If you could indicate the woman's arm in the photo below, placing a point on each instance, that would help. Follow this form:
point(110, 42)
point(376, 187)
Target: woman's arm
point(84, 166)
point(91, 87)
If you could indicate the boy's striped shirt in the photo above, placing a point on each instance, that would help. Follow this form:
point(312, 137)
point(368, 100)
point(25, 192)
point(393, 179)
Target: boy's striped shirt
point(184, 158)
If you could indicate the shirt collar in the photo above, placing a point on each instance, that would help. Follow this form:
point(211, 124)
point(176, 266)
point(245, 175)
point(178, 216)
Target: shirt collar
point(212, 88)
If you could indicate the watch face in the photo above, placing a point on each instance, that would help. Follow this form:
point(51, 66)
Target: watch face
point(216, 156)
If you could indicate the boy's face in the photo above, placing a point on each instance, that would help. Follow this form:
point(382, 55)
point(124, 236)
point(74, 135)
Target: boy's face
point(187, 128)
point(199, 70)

^^^^^^^^^^^^^^^^

- _WHAT TO PRODUCE_:
Retype the material word for word, including every line.

- _TASK SOLUTION_:
If you could indicate the woman's arm in the photo below, placing a point on each instance, that would help. Follow this form:
point(110, 42)
point(376, 187)
Target: woman's arm
point(84, 166)
point(91, 87)
If you could indicate the boy's striped shirt in the photo above, placing a point on each instance, that would help. Follow this form:
point(312, 137)
point(368, 100)
point(25, 192)
point(393, 179)
Target: boy's striped shirt
point(184, 158)
If you could indicate the shirt collar in the photo above, placing a point on each instance, that would help. Follow this form:
point(211, 124)
point(176, 266)
point(245, 175)
point(178, 216)
Target: shirt collar
point(212, 88)
If you could indicate the watch face in the photo above, placing a point on each instance, that would help. Follow this form:
point(51, 66)
Target: watch face
point(216, 156)
If you could indicate the boy's face in the photo above, placing a point on each instance, that would help. Follow this form:
point(382, 55)
point(124, 236)
point(74, 135)
Target: boy's face
point(187, 128)
point(199, 70)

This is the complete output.